--- Supplied entries ---
____

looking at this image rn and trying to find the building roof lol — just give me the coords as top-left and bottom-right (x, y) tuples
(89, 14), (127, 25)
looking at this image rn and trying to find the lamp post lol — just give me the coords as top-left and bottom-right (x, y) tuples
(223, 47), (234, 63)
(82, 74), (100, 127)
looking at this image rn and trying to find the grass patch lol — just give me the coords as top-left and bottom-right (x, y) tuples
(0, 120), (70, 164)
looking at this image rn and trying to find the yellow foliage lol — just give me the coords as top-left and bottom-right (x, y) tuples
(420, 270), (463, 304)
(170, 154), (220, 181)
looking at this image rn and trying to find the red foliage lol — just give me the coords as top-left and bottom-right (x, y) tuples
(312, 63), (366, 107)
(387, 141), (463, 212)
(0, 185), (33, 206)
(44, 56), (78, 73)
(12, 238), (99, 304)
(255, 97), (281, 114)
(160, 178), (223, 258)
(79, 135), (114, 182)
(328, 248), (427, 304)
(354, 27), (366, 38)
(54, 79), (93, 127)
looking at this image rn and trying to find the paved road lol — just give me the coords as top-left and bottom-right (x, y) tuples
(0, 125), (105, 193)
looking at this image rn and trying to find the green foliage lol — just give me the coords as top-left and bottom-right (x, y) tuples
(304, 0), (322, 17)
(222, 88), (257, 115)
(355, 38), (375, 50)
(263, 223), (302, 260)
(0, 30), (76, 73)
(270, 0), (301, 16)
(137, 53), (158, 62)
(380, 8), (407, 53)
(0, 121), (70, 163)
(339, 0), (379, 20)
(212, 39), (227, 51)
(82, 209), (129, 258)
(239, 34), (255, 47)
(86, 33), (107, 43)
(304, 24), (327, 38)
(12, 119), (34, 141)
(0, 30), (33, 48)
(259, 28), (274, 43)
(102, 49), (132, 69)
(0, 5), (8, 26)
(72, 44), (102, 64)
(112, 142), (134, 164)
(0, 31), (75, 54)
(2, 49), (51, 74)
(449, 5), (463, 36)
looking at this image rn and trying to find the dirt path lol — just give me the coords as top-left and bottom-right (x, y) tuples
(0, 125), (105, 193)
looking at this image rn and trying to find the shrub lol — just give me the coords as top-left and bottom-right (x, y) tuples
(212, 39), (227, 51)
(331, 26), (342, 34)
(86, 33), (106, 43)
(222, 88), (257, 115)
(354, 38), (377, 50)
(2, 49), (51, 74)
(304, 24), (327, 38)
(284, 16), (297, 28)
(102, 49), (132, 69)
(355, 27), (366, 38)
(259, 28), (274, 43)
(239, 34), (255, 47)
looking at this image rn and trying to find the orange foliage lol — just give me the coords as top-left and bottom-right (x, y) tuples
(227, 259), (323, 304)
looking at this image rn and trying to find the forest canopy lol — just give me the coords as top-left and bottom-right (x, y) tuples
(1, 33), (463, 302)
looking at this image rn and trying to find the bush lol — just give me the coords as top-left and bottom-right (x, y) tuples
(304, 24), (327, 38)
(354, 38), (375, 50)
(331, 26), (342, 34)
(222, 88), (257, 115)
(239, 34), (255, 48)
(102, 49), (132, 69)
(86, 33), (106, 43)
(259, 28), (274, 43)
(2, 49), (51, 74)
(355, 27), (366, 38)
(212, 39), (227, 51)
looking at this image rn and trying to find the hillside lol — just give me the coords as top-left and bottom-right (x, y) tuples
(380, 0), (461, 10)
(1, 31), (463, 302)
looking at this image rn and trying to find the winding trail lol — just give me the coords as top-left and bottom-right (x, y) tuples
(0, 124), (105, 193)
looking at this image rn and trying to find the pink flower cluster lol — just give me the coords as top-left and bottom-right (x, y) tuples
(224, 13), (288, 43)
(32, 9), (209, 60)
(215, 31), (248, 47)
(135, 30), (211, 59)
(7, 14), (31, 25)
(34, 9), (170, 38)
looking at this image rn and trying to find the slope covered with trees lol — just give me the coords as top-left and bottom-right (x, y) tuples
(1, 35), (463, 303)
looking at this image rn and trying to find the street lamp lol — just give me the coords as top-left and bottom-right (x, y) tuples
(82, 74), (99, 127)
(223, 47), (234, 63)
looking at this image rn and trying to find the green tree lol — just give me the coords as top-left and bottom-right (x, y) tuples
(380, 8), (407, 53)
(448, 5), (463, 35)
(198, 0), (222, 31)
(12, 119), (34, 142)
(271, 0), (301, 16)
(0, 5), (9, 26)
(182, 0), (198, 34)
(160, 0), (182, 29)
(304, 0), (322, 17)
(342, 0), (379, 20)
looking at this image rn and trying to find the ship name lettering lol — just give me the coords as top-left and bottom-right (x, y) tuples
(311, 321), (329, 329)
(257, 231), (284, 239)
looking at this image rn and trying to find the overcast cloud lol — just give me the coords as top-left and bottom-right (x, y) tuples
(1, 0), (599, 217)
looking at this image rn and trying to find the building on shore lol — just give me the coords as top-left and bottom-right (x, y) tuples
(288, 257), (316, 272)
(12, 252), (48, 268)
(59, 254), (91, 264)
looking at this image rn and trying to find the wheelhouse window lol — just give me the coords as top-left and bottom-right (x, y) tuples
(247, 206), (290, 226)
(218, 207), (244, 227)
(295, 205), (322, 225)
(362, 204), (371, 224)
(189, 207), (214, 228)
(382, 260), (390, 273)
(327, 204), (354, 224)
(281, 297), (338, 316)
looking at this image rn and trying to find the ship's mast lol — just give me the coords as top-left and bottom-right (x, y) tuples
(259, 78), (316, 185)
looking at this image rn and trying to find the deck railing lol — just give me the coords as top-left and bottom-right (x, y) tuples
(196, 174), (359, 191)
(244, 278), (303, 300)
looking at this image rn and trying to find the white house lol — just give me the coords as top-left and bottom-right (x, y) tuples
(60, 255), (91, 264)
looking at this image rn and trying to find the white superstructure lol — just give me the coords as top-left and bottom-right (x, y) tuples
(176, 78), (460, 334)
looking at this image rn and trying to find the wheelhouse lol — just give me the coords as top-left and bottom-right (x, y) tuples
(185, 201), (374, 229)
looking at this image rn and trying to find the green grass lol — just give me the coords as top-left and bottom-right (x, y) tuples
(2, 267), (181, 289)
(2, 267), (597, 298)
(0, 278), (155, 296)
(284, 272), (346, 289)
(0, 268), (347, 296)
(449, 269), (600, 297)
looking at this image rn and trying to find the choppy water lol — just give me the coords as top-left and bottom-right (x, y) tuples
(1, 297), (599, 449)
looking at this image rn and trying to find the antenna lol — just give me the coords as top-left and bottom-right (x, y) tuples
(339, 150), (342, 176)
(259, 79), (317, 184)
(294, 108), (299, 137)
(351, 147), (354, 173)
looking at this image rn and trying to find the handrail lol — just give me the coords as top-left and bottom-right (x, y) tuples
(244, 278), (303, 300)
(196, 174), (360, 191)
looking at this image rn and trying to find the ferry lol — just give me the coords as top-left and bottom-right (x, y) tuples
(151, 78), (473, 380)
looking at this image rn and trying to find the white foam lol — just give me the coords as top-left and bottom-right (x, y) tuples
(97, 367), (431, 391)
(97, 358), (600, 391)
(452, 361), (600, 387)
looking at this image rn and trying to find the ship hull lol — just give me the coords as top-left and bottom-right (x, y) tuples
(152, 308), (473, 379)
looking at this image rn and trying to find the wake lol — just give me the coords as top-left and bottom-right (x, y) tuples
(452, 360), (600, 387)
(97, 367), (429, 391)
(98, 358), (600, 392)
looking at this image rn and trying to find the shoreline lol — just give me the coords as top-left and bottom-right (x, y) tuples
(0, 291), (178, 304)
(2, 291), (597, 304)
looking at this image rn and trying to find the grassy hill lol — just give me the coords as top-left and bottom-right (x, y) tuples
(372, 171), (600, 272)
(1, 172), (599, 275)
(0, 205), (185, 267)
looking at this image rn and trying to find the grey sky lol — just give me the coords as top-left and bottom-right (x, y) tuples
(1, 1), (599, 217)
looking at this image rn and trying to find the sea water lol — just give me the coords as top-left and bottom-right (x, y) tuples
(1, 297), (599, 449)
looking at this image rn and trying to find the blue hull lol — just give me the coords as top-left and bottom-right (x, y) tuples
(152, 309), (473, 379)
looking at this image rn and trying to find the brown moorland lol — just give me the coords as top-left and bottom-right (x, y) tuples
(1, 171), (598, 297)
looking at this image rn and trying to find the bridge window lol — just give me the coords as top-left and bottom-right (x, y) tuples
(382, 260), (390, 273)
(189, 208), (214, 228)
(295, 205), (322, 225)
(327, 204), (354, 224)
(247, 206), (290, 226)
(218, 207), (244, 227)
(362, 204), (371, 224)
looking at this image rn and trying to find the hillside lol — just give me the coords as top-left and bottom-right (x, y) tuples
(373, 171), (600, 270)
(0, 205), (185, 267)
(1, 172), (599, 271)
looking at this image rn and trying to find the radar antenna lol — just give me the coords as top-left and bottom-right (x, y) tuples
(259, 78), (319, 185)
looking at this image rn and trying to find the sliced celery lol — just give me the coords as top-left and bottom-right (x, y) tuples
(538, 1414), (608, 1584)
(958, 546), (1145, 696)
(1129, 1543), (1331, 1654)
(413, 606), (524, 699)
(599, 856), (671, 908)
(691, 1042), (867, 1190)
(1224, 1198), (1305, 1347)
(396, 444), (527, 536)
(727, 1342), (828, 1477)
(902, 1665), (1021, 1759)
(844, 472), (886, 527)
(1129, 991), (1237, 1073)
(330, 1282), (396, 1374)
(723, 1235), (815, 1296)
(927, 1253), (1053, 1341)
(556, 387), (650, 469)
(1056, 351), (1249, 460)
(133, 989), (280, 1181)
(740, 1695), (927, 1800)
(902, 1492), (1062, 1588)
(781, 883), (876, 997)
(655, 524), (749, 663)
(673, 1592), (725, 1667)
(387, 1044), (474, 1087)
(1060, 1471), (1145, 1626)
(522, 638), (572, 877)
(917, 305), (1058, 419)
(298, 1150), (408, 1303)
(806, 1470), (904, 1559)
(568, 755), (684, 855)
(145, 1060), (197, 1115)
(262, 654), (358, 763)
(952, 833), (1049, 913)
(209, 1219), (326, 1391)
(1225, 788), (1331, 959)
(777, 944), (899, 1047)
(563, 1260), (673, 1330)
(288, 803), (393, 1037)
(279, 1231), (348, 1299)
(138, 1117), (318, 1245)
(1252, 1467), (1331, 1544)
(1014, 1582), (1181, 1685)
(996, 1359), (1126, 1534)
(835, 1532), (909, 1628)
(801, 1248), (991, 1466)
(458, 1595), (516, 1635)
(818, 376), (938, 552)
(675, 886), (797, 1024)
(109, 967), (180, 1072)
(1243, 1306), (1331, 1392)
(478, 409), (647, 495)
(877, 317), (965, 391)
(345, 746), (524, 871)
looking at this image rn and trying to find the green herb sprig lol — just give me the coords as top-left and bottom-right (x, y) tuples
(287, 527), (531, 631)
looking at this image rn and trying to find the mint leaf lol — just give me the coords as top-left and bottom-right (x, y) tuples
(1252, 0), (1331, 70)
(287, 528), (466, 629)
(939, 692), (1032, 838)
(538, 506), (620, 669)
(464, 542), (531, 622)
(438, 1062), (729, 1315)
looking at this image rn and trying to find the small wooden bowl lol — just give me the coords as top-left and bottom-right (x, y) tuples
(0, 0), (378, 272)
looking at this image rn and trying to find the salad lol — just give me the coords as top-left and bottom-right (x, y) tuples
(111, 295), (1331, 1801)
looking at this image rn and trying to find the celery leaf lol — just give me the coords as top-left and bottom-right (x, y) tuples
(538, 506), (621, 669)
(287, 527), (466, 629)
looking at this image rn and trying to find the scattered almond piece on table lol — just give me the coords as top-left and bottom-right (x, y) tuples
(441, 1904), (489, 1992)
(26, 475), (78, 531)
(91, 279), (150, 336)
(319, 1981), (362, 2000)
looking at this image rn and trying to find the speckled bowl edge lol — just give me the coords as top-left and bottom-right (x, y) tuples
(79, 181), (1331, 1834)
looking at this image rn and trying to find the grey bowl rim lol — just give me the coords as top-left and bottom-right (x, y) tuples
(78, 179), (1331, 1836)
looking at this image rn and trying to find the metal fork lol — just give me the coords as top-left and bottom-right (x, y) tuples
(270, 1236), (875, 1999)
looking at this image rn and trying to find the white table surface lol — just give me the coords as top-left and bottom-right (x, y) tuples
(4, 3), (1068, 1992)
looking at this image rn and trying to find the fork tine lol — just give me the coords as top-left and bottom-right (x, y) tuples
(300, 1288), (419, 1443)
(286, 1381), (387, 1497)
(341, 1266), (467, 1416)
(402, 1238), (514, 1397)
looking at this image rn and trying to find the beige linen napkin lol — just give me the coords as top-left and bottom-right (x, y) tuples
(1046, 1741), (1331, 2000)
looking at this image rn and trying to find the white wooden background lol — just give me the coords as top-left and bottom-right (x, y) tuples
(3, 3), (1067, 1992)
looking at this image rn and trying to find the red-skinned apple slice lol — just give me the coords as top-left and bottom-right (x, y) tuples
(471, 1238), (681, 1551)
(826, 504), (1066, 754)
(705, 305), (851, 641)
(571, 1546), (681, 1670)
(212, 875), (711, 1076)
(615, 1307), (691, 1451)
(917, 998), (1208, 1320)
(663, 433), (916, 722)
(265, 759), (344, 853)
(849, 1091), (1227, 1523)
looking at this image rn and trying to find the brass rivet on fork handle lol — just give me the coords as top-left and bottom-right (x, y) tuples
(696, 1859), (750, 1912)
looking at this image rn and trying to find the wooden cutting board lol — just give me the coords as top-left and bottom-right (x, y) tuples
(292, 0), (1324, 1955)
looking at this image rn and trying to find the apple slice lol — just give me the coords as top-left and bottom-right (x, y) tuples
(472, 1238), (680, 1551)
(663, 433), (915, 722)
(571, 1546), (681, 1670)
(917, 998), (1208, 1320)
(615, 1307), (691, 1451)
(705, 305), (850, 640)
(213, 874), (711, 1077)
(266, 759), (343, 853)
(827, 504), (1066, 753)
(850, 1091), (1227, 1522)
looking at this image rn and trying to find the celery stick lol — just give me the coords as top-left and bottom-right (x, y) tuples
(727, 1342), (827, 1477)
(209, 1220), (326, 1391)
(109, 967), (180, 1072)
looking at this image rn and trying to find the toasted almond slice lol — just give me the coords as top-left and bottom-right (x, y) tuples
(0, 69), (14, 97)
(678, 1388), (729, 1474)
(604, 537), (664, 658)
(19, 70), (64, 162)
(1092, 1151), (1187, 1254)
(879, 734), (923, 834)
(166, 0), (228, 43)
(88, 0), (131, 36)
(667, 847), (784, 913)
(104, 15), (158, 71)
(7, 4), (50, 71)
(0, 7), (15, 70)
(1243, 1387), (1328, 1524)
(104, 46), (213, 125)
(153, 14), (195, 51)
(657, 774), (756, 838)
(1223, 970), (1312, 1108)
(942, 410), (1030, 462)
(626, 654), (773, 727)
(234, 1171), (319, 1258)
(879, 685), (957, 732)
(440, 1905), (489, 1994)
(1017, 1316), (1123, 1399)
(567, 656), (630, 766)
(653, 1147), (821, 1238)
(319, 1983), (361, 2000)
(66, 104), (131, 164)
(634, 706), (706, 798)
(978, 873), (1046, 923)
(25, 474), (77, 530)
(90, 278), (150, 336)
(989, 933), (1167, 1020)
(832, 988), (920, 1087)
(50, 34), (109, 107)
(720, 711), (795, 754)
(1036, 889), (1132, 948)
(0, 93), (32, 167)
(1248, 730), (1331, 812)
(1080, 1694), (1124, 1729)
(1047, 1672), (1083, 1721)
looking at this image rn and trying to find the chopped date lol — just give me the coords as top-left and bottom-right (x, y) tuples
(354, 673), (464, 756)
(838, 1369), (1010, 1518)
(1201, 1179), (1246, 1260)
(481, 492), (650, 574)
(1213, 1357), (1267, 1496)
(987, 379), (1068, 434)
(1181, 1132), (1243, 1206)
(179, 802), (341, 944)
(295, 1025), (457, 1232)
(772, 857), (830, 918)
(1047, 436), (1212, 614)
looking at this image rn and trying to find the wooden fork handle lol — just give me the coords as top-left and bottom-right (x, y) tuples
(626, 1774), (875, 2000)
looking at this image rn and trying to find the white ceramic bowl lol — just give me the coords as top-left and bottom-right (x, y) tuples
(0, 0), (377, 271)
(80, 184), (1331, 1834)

____

--- The problem ---
Which lines run from the one holding "the wooden fork" through the end of the data? Write them out exactly, ends included, and add nothing.

--- Answer section ---
looking at this image rn and trying to find the wooden fork handle lol — just give me the coords as top-left and bottom-right (x, y) tuples
(626, 1774), (875, 2000)
looking at this image rn and trying to find the white ceramic bowl lol — just give me the coords as top-left and bottom-right (x, y) tuples
(0, 0), (377, 271)
(80, 184), (1331, 1834)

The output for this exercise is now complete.